#### Prompt
Render the material below as a JSON list of strings, one string per line with blank lines omitted, covering only the lines from the one containing "Return the outline of every instance of the front" through the one containing "323 348 L 113", both included.

BEGIN

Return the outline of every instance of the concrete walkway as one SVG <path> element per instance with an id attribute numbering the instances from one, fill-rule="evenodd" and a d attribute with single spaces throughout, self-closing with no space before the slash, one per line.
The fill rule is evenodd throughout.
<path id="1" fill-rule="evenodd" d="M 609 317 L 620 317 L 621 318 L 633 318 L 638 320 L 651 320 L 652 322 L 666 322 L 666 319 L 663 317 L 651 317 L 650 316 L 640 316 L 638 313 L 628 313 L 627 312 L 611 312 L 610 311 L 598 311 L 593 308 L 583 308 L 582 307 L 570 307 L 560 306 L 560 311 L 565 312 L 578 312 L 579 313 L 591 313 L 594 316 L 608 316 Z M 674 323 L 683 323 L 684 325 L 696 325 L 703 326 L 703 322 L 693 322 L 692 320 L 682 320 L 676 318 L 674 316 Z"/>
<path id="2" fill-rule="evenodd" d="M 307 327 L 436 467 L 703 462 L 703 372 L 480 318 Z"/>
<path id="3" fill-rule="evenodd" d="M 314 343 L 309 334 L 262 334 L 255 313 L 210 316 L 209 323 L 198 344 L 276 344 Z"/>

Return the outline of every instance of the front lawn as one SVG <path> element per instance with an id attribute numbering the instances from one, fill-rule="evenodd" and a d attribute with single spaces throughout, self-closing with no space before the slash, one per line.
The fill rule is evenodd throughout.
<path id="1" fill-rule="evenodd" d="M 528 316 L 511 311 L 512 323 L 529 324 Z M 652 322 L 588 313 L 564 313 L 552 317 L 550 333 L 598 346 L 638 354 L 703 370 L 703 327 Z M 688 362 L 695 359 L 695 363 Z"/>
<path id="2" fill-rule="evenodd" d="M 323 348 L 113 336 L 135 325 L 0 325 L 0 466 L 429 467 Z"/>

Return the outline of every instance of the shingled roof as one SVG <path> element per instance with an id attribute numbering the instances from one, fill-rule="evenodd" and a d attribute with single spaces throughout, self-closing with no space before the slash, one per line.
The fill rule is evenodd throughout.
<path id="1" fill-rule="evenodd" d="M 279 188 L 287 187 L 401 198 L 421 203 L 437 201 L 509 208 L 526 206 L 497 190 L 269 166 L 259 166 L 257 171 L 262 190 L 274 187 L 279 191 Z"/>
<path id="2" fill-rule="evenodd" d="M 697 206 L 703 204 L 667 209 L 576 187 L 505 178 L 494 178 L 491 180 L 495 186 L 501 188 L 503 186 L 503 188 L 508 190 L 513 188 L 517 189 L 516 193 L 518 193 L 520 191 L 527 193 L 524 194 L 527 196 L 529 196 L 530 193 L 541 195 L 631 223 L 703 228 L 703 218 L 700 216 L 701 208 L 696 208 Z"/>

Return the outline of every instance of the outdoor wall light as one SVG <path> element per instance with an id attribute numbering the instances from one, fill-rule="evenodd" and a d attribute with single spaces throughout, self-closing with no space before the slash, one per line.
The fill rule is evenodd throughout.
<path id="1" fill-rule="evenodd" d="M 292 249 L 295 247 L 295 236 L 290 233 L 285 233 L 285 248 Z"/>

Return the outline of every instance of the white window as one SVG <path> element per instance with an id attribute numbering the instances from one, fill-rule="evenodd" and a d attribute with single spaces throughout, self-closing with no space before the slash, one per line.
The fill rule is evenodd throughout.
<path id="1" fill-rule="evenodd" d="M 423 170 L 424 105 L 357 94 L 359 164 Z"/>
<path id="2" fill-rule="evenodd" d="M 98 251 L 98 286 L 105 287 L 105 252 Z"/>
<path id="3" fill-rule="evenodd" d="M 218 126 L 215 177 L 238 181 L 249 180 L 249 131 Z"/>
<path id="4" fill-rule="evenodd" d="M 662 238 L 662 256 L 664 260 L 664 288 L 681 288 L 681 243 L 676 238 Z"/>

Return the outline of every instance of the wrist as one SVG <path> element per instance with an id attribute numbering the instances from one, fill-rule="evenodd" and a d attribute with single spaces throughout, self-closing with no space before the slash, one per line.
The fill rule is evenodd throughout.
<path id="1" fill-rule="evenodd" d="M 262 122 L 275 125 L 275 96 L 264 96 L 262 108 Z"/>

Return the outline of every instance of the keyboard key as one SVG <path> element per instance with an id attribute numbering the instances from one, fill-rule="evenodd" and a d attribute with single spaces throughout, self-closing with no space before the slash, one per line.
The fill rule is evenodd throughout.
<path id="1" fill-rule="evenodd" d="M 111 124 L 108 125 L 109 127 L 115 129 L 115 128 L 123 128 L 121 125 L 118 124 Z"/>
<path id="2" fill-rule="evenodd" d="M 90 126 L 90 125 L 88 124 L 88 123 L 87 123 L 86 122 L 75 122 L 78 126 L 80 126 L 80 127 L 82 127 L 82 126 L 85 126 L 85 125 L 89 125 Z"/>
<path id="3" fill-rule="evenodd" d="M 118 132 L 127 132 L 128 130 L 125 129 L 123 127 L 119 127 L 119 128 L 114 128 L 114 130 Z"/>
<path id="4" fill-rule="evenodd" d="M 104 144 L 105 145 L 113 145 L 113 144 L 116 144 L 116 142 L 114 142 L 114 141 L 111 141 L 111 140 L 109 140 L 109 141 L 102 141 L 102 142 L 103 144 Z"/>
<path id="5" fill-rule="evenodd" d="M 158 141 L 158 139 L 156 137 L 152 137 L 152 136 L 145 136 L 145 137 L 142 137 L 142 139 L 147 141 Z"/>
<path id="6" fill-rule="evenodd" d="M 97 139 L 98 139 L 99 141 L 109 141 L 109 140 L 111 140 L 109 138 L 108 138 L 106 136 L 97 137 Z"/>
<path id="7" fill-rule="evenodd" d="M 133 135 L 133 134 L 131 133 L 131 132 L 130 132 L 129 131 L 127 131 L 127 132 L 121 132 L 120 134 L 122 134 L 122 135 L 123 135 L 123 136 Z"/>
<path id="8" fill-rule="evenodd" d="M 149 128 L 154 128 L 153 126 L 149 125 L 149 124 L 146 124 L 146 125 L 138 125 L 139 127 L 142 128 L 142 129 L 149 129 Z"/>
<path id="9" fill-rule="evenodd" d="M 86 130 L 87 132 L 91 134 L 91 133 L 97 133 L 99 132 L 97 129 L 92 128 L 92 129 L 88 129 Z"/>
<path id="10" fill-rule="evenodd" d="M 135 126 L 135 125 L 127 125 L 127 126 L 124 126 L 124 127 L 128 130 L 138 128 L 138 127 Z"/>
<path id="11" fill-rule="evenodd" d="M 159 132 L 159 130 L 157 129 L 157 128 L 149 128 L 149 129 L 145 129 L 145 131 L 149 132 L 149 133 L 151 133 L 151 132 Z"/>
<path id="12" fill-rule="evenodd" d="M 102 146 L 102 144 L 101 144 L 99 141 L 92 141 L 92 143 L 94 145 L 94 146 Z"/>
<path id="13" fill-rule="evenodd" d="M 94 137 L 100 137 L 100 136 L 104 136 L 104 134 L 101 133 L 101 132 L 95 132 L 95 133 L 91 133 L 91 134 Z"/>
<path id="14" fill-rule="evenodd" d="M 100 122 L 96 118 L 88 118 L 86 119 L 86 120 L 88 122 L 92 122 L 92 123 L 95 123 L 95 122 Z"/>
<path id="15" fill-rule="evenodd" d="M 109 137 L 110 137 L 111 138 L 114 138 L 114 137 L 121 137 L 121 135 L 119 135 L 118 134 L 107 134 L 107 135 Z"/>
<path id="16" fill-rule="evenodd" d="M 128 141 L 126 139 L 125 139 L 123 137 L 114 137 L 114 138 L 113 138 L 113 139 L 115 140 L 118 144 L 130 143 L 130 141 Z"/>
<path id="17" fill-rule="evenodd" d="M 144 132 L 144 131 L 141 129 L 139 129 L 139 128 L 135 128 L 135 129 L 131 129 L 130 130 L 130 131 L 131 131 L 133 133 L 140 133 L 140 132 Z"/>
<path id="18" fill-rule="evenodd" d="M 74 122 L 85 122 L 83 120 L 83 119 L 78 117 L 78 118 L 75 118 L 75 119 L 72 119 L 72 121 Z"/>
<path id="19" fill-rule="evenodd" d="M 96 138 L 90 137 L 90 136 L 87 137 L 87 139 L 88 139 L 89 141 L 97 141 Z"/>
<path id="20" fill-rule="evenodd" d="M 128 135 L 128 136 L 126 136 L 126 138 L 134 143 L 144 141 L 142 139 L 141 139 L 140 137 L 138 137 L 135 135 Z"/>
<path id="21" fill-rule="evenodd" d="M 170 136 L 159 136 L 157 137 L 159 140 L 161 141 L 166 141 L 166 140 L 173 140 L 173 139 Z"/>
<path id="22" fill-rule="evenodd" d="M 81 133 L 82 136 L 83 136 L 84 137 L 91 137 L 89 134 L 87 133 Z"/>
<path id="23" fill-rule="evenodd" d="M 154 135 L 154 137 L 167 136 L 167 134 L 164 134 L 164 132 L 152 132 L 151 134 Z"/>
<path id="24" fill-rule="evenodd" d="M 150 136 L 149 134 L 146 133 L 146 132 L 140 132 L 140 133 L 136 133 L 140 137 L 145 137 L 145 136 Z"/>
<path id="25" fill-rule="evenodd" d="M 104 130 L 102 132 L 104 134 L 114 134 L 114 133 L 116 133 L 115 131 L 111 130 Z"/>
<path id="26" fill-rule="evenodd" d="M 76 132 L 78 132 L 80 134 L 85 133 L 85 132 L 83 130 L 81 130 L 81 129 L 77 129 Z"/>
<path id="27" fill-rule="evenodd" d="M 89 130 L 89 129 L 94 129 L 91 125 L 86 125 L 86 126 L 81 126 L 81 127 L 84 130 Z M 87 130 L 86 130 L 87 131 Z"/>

END

#### Written answer
[
  "Return the outline of every instance of the front lawn as one SVG <path> element per instance with an id attribute numbering the instances from one, fill-rule=\"evenodd\" and a d attribute with single spaces throughout, self-closing with no space before the slash, one per line.",
  "The fill rule is evenodd throughout.",
  "<path id=\"1\" fill-rule=\"evenodd\" d=\"M 528 316 L 511 311 L 512 323 L 529 324 Z M 652 322 L 588 313 L 564 313 L 552 317 L 550 333 L 598 346 L 638 354 L 703 370 L 703 327 Z M 688 362 L 695 359 L 695 363 Z\"/>",
  "<path id=\"2\" fill-rule=\"evenodd\" d=\"M 323 348 L 113 336 L 135 325 L 0 325 L 0 466 L 429 467 Z\"/>"
]